**SOURCE PASSAGE**
|Title||Mining Whole Museum Collections Datasets for Expanding Understanding of Collections with the GUODA Service |
|Publication Type||Conference Paper |
|Year of Publication||2016 |
|Authors||Collins, M |
|Editor||Poelen, J, Thompson, A, Hammock, J |
|Conference Name||31st Annual Meeting 2016 of the Society for the Preservation of Natural History Collections (SPNHC) |
|Date Published||06/2016 |
|Publisher||31st Annual Meeting 2016 of the Society for the Preservation of Natural History Collections (SPNHC) |
|Conference Location||Berlin, Germany |
|Keywords||biodiversity, GUODA, iDigBio |
|Abstract||Digitization of museum collections objects is a laborious task. While OCR and machine learning can assist with the manual keying of label information, the process of extracting properties from notes and descriptions requires both time and biological expertise. However keying and OCR can be used to simply transcribe additional label information and natural language processing algorithms can be used to perform some interpretation of the results. The formatting of notes and remarks data like the Darwin Core fieldNotes field varies widely from semi-structured attribute:value pairs to phrases to full sentences which complicate the automated analysis of these fields. Using text mining techniques such as entity recognition and libraries like Python’s Natural Language Toolkit (NLTK), attributes and values as well as broader understanding can be extracted and ground-truthed to known data available from sources like the Encyclopedia of Life’s TraitBank or previously expert-digitized specimens.

(Data pulled from a collection)
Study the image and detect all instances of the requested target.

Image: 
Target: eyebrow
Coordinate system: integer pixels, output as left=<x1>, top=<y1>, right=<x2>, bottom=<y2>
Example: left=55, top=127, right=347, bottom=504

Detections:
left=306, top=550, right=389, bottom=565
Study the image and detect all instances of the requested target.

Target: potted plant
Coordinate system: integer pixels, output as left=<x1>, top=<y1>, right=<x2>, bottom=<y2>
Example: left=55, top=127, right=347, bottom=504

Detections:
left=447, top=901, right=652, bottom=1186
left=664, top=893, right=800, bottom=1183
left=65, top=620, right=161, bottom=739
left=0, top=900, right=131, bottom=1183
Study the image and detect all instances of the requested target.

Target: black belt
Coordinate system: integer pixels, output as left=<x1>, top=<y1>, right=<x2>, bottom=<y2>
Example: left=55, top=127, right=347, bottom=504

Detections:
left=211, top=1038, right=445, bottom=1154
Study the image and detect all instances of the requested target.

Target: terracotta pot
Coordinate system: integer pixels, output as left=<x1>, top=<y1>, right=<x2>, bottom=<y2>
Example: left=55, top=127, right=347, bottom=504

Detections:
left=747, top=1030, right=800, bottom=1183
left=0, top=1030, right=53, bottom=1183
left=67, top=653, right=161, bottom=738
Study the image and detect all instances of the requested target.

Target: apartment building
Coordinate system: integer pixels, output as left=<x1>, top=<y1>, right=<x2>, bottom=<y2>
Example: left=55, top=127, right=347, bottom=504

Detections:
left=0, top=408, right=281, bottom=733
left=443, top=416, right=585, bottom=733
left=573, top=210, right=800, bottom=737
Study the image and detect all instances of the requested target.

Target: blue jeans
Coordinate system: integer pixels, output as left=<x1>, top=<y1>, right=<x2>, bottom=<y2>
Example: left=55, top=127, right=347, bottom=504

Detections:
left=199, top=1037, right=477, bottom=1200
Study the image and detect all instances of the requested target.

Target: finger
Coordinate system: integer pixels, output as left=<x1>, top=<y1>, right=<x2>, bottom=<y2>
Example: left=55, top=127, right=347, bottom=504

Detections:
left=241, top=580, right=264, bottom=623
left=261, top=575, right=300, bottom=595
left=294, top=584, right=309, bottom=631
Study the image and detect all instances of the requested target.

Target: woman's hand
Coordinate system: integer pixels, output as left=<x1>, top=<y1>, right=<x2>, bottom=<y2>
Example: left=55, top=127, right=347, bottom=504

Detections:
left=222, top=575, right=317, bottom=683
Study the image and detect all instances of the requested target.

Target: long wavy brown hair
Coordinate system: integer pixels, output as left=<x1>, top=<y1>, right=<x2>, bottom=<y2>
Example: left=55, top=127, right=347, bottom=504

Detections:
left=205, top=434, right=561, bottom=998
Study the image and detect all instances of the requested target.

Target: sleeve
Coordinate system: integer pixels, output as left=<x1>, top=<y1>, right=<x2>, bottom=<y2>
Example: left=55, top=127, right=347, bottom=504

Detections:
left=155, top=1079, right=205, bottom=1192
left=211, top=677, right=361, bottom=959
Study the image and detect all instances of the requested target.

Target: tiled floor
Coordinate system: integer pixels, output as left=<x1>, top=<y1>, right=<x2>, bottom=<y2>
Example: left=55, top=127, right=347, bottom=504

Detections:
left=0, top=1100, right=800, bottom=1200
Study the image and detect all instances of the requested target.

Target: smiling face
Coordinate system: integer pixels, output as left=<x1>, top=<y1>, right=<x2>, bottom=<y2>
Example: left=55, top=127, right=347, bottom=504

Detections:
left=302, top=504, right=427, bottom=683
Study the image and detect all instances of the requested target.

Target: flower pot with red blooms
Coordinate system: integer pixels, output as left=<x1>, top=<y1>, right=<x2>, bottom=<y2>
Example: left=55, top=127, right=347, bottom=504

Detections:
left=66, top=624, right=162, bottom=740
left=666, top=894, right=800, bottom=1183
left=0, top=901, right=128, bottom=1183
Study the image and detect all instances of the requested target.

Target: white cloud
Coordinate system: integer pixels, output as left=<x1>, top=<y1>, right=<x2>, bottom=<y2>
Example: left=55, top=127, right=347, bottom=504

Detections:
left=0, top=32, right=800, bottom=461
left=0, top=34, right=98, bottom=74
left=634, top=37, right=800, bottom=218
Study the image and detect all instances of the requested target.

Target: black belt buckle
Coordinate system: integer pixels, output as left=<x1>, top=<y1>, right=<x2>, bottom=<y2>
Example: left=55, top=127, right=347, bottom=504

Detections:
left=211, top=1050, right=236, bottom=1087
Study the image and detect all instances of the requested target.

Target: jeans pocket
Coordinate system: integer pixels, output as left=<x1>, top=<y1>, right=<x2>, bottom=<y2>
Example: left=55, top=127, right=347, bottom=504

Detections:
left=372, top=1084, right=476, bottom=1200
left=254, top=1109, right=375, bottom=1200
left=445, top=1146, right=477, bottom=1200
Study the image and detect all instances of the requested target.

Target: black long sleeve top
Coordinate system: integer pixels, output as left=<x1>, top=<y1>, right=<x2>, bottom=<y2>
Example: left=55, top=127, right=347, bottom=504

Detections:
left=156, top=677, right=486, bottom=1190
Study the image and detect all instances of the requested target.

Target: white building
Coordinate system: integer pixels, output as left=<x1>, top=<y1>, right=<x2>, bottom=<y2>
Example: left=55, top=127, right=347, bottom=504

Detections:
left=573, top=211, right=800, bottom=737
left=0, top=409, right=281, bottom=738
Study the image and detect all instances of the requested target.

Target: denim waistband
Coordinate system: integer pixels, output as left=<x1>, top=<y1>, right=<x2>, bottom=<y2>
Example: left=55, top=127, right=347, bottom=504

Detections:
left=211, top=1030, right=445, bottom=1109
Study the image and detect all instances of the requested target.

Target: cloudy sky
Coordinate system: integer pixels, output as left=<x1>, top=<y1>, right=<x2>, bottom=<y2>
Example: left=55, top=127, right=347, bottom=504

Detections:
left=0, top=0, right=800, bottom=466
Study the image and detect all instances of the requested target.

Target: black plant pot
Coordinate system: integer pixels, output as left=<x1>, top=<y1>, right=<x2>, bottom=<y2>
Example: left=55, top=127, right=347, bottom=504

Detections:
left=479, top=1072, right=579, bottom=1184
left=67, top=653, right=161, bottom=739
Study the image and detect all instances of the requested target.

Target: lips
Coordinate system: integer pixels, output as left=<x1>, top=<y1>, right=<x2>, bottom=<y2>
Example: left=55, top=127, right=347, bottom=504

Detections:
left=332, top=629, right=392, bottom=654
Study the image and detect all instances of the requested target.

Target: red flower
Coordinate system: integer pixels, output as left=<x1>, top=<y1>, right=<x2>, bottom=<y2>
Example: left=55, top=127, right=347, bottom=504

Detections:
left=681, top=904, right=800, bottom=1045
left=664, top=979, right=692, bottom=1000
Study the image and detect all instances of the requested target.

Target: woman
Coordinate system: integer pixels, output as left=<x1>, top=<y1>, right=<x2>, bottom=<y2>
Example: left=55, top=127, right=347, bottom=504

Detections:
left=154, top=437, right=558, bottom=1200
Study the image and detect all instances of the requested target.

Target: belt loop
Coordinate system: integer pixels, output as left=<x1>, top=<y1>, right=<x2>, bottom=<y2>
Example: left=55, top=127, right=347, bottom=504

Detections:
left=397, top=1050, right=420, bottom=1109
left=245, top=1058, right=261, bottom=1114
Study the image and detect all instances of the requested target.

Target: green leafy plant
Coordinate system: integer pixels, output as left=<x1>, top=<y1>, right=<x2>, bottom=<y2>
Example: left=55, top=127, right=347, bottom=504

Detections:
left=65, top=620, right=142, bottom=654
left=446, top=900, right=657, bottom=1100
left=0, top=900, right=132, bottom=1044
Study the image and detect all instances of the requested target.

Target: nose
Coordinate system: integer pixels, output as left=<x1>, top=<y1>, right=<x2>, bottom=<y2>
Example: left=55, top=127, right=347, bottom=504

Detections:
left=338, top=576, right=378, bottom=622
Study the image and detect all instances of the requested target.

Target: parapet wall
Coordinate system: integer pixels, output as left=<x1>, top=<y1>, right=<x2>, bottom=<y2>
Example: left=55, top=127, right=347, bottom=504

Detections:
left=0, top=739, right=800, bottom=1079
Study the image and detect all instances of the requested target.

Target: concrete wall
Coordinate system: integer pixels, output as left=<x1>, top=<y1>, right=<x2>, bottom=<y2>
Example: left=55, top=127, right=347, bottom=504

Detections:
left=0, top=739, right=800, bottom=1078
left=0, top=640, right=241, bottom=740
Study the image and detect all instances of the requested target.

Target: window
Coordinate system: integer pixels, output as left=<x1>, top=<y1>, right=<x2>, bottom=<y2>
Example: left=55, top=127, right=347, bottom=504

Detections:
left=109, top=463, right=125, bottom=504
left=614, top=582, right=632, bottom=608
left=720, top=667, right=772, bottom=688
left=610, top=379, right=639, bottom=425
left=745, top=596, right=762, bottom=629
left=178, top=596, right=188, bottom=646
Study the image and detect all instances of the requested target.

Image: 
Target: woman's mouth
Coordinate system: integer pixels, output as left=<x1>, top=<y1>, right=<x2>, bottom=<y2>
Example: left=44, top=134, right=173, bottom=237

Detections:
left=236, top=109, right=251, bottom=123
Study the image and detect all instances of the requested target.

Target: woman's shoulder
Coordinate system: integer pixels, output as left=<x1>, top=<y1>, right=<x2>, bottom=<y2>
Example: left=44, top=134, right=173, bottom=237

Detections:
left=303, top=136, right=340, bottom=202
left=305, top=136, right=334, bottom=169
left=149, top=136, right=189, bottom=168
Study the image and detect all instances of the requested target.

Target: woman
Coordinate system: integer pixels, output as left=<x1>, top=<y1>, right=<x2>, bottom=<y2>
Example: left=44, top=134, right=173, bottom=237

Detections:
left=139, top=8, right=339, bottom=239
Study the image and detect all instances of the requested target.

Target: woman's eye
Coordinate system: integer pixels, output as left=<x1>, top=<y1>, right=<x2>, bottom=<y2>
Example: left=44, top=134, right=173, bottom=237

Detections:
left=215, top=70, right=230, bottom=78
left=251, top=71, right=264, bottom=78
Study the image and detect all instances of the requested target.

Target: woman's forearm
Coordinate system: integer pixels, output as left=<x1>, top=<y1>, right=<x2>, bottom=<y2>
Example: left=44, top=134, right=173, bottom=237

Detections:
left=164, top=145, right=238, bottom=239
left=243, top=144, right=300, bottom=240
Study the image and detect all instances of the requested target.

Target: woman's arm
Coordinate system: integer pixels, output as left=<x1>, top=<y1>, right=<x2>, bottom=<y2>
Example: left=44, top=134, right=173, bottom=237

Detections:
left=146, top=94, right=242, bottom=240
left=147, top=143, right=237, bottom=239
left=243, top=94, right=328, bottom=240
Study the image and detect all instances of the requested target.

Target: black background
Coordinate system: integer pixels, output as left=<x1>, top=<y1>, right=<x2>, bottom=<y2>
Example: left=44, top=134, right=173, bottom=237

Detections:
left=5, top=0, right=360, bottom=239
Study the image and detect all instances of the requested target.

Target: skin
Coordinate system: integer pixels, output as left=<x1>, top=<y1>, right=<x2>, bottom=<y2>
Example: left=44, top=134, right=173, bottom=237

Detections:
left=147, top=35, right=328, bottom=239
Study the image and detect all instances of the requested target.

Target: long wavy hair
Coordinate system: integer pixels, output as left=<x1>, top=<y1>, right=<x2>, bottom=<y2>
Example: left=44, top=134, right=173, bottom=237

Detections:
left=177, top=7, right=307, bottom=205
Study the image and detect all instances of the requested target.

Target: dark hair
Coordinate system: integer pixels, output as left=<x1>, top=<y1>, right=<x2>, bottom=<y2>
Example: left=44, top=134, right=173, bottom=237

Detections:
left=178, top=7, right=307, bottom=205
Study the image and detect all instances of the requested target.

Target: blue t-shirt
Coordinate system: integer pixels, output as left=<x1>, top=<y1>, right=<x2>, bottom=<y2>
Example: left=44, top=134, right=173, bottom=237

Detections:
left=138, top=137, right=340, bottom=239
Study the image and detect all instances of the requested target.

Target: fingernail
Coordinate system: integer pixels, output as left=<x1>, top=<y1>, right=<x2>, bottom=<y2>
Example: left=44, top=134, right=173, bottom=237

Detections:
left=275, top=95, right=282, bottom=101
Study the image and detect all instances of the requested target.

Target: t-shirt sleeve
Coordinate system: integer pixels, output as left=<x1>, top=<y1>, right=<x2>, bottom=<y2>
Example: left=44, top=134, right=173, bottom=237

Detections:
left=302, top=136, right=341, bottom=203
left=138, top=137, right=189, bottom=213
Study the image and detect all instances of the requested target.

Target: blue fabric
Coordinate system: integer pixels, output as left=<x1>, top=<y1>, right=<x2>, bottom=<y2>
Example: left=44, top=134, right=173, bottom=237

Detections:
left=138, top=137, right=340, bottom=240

**ACTION ITEM**
Copy out the full GUODA conference paper listing from the top of the page, word for word and with nothing changed.

**OUTPUT OF THE TASK**
|Title||Mining Whole Museum Collections Datasets for Expanding Understanding of Collections with the GUODA Service |
|Publication Type||Conference Paper |
|Year of Publication||2016 |
|Authors||Collins, M |
|Editor||Poelen, J, Thompson, A, Hammock, J |
|Conference Name||31st Annual Meeting 2016 of the Society for the Preservation of Natural History Collections (SPNHC) |
|Date Published||06/2016 |
|Publisher||31st Annual Meeting 2016 of the Society for the Preservation of Natural History Collections (SPNHC) |
|Conference Location||Berlin, Germany |
|Keywords||biodiversity, GUODA, iDigBio |
|Abstract||Digitization of museum collections objects is a laborious task. While OCR and machine learning can assist with the manual keying of label information, the process of extracting properties from notes and descriptions requires both time and biological expertise. However keying and OCR can be used to simply transcribe additional label information and natural language processing algorithms can be used to perform some interpretation of the results. The formatting of notes and remarks data like the Darwin Core fieldNotes field varies widely from semi-structured attribute:value pairs to phrases to full sentences which complicate the automated analysis of these fields. Using text mining techniques such as entity recognition and libraries like Python’s Natural Language Toolkit (NLTK), attributes and values as well as broader understanding can be extracted and ground-truthed to known data available from sources like the Encyclopedia of Life’s TraitBank or previously expert-digitized specimens.